» **GIVEN PASSAGE**:

Hospital merger will cause bed shortage
Within close to a month’s time, the combined boards of Miles, St. Andrews, and Lincoln County Healthcare will vote to merge Miles and St. Andrews, making Miles a subsidiary of St. Andrews so that Miles can “relocate” and inherit St. Andrews’ Critical Access Hospital designation. This will result in a maximum of 25 hospital beds for acute care and skilled nursing/rehab in Lincoln County, all of them will be at Miles (down from 63), putting us on a par with Afghanistan for beds per 1,000 people served.
I understand that LCH is trying to hire nurses for the Gregory Wing at St. Andrews Village and to designate six of those beds to be skilled nursing/rehab beds. But of course, then those beds would then be unavailable for nursing care patients at the Gregory Wing.
I would like MaineHealth/LCH to provide the following information to the people on the Boothbay peninsula and in the Miles service area: the “customers” served by its hospitals:
1. How many days in 2012 and 2013 did the number of patients in beds at Miles exceed 25?
2. What was the highest daily patients-in-beds count (not average) at St. Andrews Hospital in 2010 (before you removed acute care), 2011, 2012?
3. What has been the occupancy rate for nursing beds at the Gregory Wing at St. Andrews Village each month in 2012 and 2013? Have they ever fallen below 95 percent? What about Cove’s Edge in Damariscotta?
In short, we need the facts before our board votes to permanently reduce the number of local hospital beds available for patients in Lincoln County needing acute care or skilled nursing/rehabilitation services.

» **DATA FOR ANALYSIS**:
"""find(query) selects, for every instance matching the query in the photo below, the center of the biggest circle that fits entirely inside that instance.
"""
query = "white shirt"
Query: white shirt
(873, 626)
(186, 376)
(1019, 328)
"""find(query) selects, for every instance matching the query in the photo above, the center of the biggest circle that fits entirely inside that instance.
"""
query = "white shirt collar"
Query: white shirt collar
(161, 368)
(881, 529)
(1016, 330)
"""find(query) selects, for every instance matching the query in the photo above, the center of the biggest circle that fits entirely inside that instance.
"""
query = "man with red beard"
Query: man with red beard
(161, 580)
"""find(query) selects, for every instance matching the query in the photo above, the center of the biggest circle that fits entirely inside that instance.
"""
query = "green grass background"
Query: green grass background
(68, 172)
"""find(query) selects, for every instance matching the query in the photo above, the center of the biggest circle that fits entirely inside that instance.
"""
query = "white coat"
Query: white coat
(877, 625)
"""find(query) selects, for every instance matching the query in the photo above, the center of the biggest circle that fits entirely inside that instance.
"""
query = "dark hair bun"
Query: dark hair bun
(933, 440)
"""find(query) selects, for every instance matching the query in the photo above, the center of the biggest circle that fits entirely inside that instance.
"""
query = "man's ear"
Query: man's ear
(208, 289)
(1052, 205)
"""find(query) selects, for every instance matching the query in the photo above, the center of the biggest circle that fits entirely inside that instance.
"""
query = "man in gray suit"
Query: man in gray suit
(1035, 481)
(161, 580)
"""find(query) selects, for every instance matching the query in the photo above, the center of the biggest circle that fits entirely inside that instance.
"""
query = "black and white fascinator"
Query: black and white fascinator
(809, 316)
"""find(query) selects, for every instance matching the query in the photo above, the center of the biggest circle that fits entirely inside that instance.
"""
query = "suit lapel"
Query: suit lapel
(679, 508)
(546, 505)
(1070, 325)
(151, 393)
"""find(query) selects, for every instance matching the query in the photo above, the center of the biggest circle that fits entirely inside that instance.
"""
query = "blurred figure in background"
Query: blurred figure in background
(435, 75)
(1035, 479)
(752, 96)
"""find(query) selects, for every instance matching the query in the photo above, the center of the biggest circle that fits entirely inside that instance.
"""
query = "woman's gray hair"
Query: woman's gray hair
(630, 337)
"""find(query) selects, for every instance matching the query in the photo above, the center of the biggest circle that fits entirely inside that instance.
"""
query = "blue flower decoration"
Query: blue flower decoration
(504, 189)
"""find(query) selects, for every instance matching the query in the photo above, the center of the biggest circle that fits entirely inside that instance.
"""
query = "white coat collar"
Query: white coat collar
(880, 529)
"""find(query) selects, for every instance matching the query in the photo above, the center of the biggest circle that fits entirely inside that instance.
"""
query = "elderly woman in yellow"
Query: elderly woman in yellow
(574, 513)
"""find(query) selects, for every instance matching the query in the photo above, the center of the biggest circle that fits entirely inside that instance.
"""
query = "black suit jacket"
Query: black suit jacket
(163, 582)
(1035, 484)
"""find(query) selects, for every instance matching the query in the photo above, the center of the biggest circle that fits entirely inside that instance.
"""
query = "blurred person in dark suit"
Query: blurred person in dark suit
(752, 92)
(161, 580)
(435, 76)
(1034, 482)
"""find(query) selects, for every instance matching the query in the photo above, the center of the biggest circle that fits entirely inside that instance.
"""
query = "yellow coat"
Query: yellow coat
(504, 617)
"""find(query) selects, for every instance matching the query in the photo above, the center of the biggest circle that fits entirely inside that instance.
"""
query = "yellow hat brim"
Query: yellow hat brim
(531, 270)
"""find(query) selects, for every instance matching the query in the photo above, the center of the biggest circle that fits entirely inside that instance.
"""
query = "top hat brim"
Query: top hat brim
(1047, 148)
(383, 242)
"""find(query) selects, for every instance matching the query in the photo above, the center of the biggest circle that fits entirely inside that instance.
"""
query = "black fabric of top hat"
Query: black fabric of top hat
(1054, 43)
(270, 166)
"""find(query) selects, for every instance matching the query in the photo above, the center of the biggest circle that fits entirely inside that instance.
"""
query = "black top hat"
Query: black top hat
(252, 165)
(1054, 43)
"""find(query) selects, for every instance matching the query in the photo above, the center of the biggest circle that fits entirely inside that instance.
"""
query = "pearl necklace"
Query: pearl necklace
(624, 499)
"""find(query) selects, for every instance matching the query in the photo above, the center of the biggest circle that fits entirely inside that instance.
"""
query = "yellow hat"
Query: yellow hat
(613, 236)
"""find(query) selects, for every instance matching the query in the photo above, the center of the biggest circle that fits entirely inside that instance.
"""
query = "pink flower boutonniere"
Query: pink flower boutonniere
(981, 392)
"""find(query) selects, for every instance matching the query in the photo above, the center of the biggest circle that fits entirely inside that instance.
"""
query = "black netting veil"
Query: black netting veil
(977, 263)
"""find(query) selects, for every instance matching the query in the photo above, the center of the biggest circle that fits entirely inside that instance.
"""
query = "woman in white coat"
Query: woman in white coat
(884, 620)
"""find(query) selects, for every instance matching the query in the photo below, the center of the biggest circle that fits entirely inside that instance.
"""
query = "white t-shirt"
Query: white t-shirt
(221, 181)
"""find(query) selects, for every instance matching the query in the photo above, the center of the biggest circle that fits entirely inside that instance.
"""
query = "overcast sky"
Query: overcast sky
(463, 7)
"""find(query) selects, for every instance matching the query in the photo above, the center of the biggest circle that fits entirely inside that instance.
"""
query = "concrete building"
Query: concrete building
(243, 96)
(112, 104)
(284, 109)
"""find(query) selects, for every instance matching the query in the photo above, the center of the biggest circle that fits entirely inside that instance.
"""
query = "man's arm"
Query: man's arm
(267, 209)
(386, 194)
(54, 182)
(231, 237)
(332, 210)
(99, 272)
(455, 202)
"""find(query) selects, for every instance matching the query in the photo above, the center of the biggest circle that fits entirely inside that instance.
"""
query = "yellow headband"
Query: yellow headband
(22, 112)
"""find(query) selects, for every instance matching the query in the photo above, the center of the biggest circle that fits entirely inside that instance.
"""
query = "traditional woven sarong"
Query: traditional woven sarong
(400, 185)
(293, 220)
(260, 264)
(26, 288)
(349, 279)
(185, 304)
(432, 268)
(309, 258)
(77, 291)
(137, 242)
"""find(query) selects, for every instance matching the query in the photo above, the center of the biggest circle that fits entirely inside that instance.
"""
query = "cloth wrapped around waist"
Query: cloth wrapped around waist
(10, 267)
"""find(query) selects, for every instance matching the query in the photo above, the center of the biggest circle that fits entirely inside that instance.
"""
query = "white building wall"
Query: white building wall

» **ACTIVITY**:
According to the hospital merger letter, how many hospital beds for acute care and skilled nursing/rehab will Lincoln County have after the merger?

» **TASK OUTPUT**:
A maximum of 25, all at Miles, down from 63.